WHAT IS NEEDED: Go to the line containing "Target: white sky" in the records below and print it and every following line exactly, on through the line containing "Objective — one point per instance of the arched", then stop.
DATA EXTRACTS below:
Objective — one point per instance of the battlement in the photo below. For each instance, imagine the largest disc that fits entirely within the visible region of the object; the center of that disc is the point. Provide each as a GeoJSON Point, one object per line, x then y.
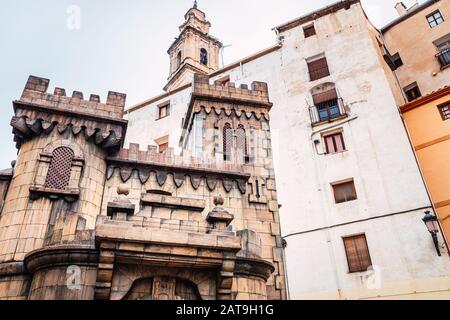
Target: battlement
{"type": "Point", "coordinates": [35, 93]}
{"type": "Point", "coordinates": [168, 159]}
{"type": "Point", "coordinates": [258, 94]}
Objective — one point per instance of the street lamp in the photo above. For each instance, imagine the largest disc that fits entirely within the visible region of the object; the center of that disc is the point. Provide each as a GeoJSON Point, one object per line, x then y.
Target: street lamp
{"type": "Point", "coordinates": [431, 222]}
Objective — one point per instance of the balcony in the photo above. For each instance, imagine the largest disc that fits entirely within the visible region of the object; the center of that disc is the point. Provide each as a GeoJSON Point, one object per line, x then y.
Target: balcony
{"type": "Point", "coordinates": [327, 111]}
{"type": "Point", "coordinates": [444, 58]}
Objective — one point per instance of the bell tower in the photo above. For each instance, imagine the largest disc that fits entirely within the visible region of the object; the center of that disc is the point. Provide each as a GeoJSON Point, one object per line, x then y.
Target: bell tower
{"type": "Point", "coordinates": [193, 51]}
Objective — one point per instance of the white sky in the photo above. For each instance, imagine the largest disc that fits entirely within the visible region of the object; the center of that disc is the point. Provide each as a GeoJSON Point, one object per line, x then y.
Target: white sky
{"type": "Point", "coordinates": [122, 45]}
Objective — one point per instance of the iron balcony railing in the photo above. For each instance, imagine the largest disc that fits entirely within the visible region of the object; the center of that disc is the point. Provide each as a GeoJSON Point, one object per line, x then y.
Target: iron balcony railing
{"type": "Point", "coordinates": [444, 57]}
{"type": "Point", "coordinates": [327, 111]}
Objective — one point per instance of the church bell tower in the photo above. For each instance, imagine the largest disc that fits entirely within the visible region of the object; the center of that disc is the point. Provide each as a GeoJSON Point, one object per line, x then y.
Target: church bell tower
{"type": "Point", "coordinates": [193, 51]}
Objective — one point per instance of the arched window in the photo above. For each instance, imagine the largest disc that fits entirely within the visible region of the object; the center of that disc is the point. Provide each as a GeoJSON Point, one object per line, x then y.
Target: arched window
{"type": "Point", "coordinates": [204, 56]}
{"type": "Point", "coordinates": [227, 141]}
{"type": "Point", "coordinates": [58, 175]}
{"type": "Point", "coordinates": [179, 59]}
{"type": "Point", "coordinates": [241, 143]}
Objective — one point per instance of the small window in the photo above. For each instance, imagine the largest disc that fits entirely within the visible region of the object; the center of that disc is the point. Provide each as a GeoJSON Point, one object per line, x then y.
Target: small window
{"type": "Point", "coordinates": [444, 109]}
{"type": "Point", "coordinates": [179, 58]}
{"type": "Point", "coordinates": [309, 31]}
{"type": "Point", "coordinates": [397, 60]}
{"type": "Point", "coordinates": [227, 141]}
{"type": "Point", "coordinates": [163, 147]}
{"type": "Point", "coordinates": [344, 191]}
{"type": "Point", "coordinates": [358, 255]}
{"type": "Point", "coordinates": [435, 19]}
{"type": "Point", "coordinates": [163, 111]}
{"type": "Point", "coordinates": [318, 69]}
{"type": "Point", "coordinates": [58, 175]}
{"type": "Point", "coordinates": [412, 92]}
{"type": "Point", "coordinates": [334, 143]}
{"type": "Point", "coordinates": [223, 81]}
{"type": "Point", "coordinates": [241, 143]}
{"type": "Point", "coordinates": [204, 57]}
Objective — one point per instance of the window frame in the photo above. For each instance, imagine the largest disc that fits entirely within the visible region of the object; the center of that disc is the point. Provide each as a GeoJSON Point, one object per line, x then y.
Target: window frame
{"type": "Point", "coordinates": [166, 105]}
{"type": "Point", "coordinates": [334, 134]}
{"type": "Point", "coordinates": [341, 183]}
{"type": "Point", "coordinates": [413, 86]}
{"type": "Point", "coordinates": [306, 31]}
{"type": "Point", "coordinates": [444, 114]}
{"type": "Point", "coordinates": [433, 15]}
{"type": "Point", "coordinates": [318, 73]}
{"type": "Point", "coordinates": [361, 268]}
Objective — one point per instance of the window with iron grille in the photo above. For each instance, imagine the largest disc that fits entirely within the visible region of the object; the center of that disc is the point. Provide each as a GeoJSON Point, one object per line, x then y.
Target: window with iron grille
{"type": "Point", "coordinates": [318, 69]}
{"type": "Point", "coordinates": [227, 141]}
{"type": "Point", "coordinates": [241, 143]}
{"type": "Point", "coordinates": [163, 111]}
{"type": "Point", "coordinates": [444, 52]}
{"type": "Point", "coordinates": [203, 56]}
{"type": "Point", "coordinates": [58, 175]}
{"type": "Point", "coordinates": [334, 143]}
{"type": "Point", "coordinates": [309, 31]}
{"type": "Point", "coordinates": [344, 191]}
{"type": "Point", "coordinates": [444, 109]}
{"type": "Point", "coordinates": [358, 255]}
{"type": "Point", "coordinates": [412, 92]}
{"type": "Point", "coordinates": [435, 19]}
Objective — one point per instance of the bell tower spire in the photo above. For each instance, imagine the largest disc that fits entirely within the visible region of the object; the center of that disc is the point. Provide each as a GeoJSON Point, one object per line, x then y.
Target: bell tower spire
{"type": "Point", "coordinates": [193, 51]}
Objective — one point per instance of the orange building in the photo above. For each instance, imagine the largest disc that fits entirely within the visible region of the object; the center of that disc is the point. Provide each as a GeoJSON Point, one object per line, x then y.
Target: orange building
{"type": "Point", "coordinates": [428, 123]}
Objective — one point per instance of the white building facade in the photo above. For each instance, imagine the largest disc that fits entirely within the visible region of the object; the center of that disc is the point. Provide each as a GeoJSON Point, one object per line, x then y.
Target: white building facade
{"type": "Point", "coordinates": [351, 192]}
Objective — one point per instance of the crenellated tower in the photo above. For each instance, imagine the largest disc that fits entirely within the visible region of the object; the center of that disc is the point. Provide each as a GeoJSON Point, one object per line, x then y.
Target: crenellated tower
{"type": "Point", "coordinates": [54, 193]}
{"type": "Point", "coordinates": [229, 125]}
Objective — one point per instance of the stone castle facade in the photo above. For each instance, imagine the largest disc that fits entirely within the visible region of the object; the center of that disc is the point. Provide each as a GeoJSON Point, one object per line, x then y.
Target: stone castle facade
{"type": "Point", "coordinates": [109, 203]}
{"type": "Point", "coordinates": [134, 224]}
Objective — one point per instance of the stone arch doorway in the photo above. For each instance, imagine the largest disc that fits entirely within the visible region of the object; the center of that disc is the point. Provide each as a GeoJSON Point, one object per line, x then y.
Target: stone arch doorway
{"type": "Point", "coordinates": [163, 288]}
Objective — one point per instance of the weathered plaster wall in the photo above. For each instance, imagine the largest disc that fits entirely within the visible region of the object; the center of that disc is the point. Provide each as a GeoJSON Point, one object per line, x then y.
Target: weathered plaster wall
{"type": "Point", "coordinates": [378, 157]}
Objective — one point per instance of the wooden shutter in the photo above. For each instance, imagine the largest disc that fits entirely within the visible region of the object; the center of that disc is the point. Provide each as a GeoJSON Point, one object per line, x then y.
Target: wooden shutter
{"type": "Point", "coordinates": [58, 175]}
{"type": "Point", "coordinates": [344, 192]}
{"type": "Point", "coordinates": [325, 96]}
{"type": "Point", "coordinates": [318, 69]}
{"type": "Point", "coordinates": [163, 147]}
{"type": "Point", "coordinates": [309, 31]}
{"type": "Point", "coordinates": [335, 143]}
{"type": "Point", "coordinates": [357, 251]}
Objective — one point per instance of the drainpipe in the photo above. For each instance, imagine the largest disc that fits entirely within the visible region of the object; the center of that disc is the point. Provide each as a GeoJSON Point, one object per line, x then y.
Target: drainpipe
{"type": "Point", "coordinates": [408, 133]}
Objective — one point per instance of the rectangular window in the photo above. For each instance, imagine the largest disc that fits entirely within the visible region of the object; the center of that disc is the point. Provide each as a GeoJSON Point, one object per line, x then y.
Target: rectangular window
{"type": "Point", "coordinates": [163, 147]}
{"type": "Point", "coordinates": [435, 19]}
{"type": "Point", "coordinates": [444, 109]}
{"type": "Point", "coordinates": [334, 143]}
{"type": "Point", "coordinates": [318, 69]}
{"type": "Point", "coordinates": [412, 92]}
{"type": "Point", "coordinates": [443, 55]}
{"type": "Point", "coordinates": [327, 104]}
{"type": "Point", "coordinates": [163, 110]}
{"type": "Point", "coordinates": [358, 255]}
{"type": "Point", "coordinates": [223, 81]}
{"type": "Point", "coordinates": [344, 191]}
{"type": "Point", "coordinates": [309, 31]}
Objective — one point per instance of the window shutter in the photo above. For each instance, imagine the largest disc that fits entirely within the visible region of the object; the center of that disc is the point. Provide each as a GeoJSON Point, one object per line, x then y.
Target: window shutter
End of DATA EXTRACTS.
SOLVED EXERCISE:
Target: white sky
{"type": "Point", "coordinates": [122, 45]}
Objective — one point per instance of the iron balcony railing in the photo above. For each instance, imagine the largest disc that fits entirely within the visible region of the object; the center of that disc is the point. Provide each as a GeoJSON Point, one object per line, x then y.
Target: iron balcony railing
{"type": "Point", "coordinates": [444, 57]}
{"type": "Point", "coordinates": [327, 111]}
Objective — one point per instance of the church bell tower in the photo above. For each instance, imagine the largest disc that fits entirely within the visible region of the object; the center of that disc is the point. Provide each as a GeoJSON Point, one object per line, x then y.
Target: church bell tower
{"type": "Point", "coordinates": [193, 51]}
Objective — one point per instance of the arched window in the photo above. For each instance, imagine the largest disc that fits entirely within the visible region of the object; the center of that disc is the point. Provide each as a GeoJSON Point, one object per line, x then y.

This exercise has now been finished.